The exercise: Rewrite every line of the items below as a numbered list, skipping blank lines. Leave out the pictures.

Stored items from a collection:
□ □ □ □ □ □ □

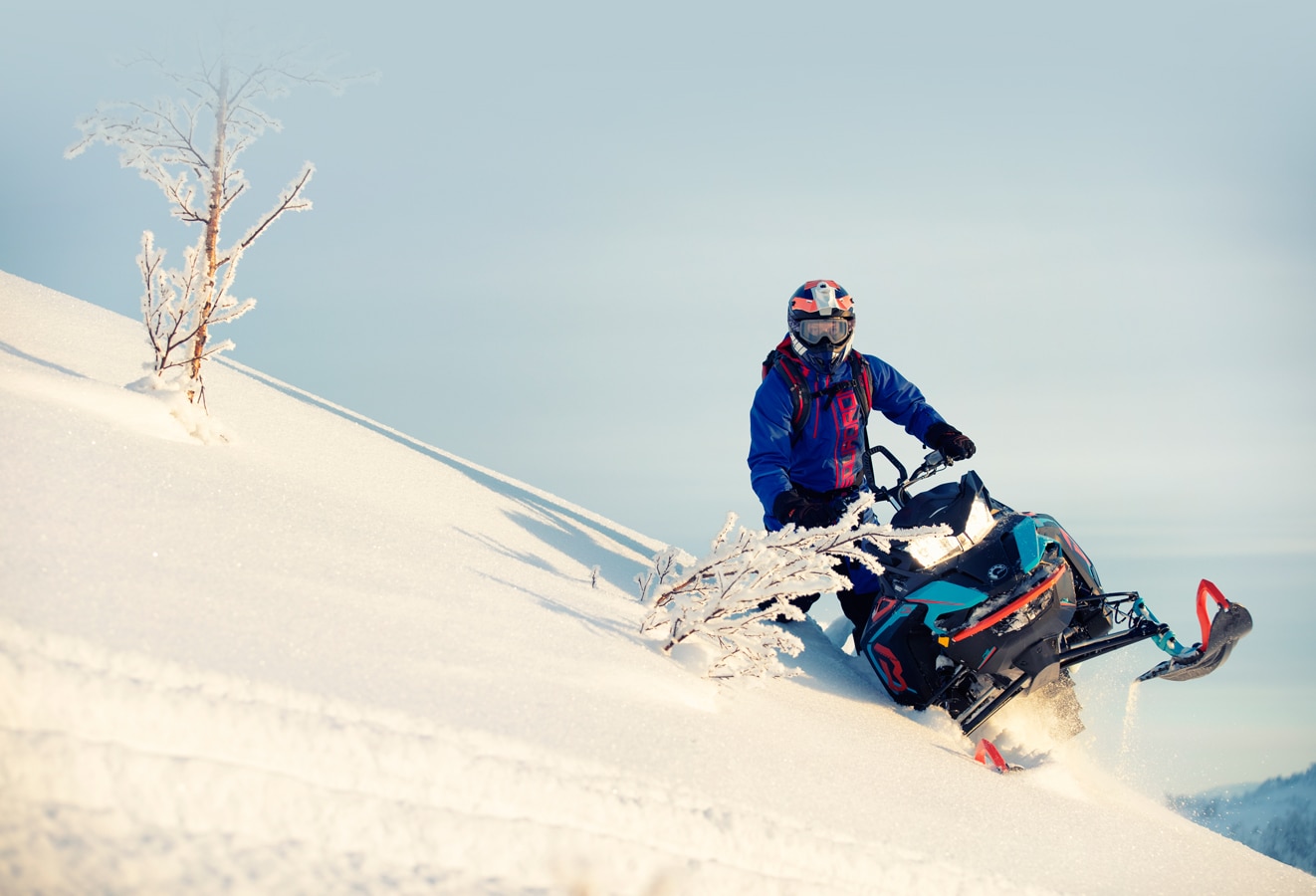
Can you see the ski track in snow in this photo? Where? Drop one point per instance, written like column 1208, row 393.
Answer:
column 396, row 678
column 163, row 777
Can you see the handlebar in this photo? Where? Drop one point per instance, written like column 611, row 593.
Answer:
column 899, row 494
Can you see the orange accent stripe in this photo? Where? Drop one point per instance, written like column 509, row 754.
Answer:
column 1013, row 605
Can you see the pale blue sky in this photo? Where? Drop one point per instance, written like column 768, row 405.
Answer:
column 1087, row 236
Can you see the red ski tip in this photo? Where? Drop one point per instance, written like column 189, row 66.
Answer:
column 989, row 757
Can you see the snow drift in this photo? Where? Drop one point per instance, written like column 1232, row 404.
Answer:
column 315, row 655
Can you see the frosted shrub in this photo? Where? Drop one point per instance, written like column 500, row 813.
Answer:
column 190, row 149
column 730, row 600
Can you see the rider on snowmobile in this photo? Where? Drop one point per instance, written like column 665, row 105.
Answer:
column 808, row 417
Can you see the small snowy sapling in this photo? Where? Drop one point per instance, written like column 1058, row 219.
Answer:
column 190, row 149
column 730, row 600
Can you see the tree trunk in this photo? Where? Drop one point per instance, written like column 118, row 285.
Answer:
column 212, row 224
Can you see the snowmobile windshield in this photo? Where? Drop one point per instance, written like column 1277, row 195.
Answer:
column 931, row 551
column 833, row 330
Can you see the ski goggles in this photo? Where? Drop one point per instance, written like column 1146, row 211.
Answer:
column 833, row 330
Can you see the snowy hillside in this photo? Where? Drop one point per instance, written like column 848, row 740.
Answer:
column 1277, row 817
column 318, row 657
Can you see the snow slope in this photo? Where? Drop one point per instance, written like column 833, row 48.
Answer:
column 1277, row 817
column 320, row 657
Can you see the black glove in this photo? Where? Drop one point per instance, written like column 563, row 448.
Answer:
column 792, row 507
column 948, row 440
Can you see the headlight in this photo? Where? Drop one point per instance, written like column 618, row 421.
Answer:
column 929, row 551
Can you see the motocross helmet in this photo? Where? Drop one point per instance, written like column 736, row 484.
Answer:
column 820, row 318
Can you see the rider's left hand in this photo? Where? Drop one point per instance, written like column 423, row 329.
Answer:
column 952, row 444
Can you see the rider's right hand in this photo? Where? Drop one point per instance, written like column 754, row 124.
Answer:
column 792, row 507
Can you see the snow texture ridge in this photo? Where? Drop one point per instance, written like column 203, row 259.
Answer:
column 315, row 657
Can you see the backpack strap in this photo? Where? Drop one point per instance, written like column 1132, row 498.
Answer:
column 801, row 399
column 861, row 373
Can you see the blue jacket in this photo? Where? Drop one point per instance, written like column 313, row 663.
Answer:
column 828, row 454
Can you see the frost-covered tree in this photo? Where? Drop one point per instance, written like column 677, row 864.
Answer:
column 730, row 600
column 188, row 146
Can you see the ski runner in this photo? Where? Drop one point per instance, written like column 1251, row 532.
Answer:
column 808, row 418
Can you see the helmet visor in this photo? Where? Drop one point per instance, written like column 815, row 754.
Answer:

□ □ □ □ □ □ □

Result:
1. Can you see the ski track in snow in this photo? Where? Drop one point per instance, written like column 1208, row 393.
2. Answer:
3. column 396, row 678
4. column 163, row 777
5. Can you see the handlebar in this photo? Where? Drop one point per instance, written like column 611, row 593.
6. Answer:
7. column 899, row 494
8. Can you see the orange accent stripe in this photo? Where? Drop one point per instance, written like column 509, row 754.
9. Answer:
10. column 1013, row 605
11. Can you see the pale blue sky in this photo? Where? Drop one point per instance, written like column 768, row 405.
12. Answer:
13. column 1087, row 236
14. Can you see the red ski tip in this photo? Where? Drop one point per instance, written like column 189, row 66.
15. Answer:
16. column 989, row 757
17. Can you see the snow drift in this photo? Where? Drop one point per instance, written like column 1232, row 404.
18. Answer:
19. column 315, row 655
20. Can you see the frosted shrub in this photo? Where? Drop one point per instance, written like column 500, row 813.
21. Answer:
22. column 190, row 149
23. column 730, row 600
24. Can you see the rider on snowmobile in this photo? Where? Drop one point per instance, written like column 665, row 105.
25. Answer:
26. column 808, row 417
27. Can you see the small snowy sapling in this photo? Where? Drop one point per instance, written like column 1058, row 219.
28. Answer:
29. column 190, row 149
30. column 730, row 600
31. Can you see the tree trunk in this photo? Where? Drop one point per instance, written like column 118, row 285.
32. Answer:
33. column 212, row 224
34. Can you see the snowmobile windshield in this photo? Where? Drop one point per instance, written like column 1277, row 195.
35. Answer:
36. column 931, row 551
37. column 833, row 330
38. Can you see the ski goggles in this photo? Where? Drop one point per instance, written like column 1146, row 211.
39. Answer:
40. column 833, row 330
41. Can you see the snowy hillside in this photo? Where? Drop one point per instance, written like column 848, row 740.
42. Answer:
43. column 1277, row 817
44. column 318, row 657
45. Can you see the snow slope in this photo? Where? Drop one point per instance, written like column 833, row 48.
46. Answer:
47. column 1277, row 817
48. column 320, row 657
49. Can you see the black glove in this photo? Where? Drop one point per instance, written like column 563, row 448.
50. Answer:
51. column 792, row 507
52. column 948, row 440
53. Can you see the headlight in this photo? Where? Drop one point per instance, written like column 618, row 421.
54. Answer:
55. column 929, row 551
56. Can you see the motocross helmet in this photo? Where? Drop one point per instance, written like column 736, row 484.
57. Answer:
58. column 820, row 318
59. Can you see the rider's left hand in this photo? Where? Drop one point per instance, written like column 423, row 329.
60. Answer:
61. column 952, row 444
62. Can you see the rider's right hand in this photo? Where? Drop one point per instance, written like column 754, row 124.
63. Answer:
64. column 792, row 507
65. Can you see the snow texture ridge in this photo? Where? Drop one point per instance, written like column 203, row 259.
66. Answer:
67. column 315, row 657
68. Can you see the backpack strap in this photo? Where? Drop one point per instance, written like column 1132, row 498.
69. Answer:
70. column 801, row 399
71. column 861, row 373
72. Can you see the blue jacket in this photo? Where? Drop one point per instance, written like column 313, row 663.
73. Answer:
74. column 828, row 454
75. Can you see the frost-covered tree in this photo? Where? Drop one point per instance, written like column 677, row 864.
76. Answer:
77. column 730, row 600
78. column 188, row 146
79. Can you see the ski runner in this photo? Where? Drop one point per instance, written like column 1251, row 532.
80. Answer:
81. column 808, row 418
82. Can you see the helmet visor in this photo? Where? Drop one point per instance, written like column 815, row 754.
83. Answer:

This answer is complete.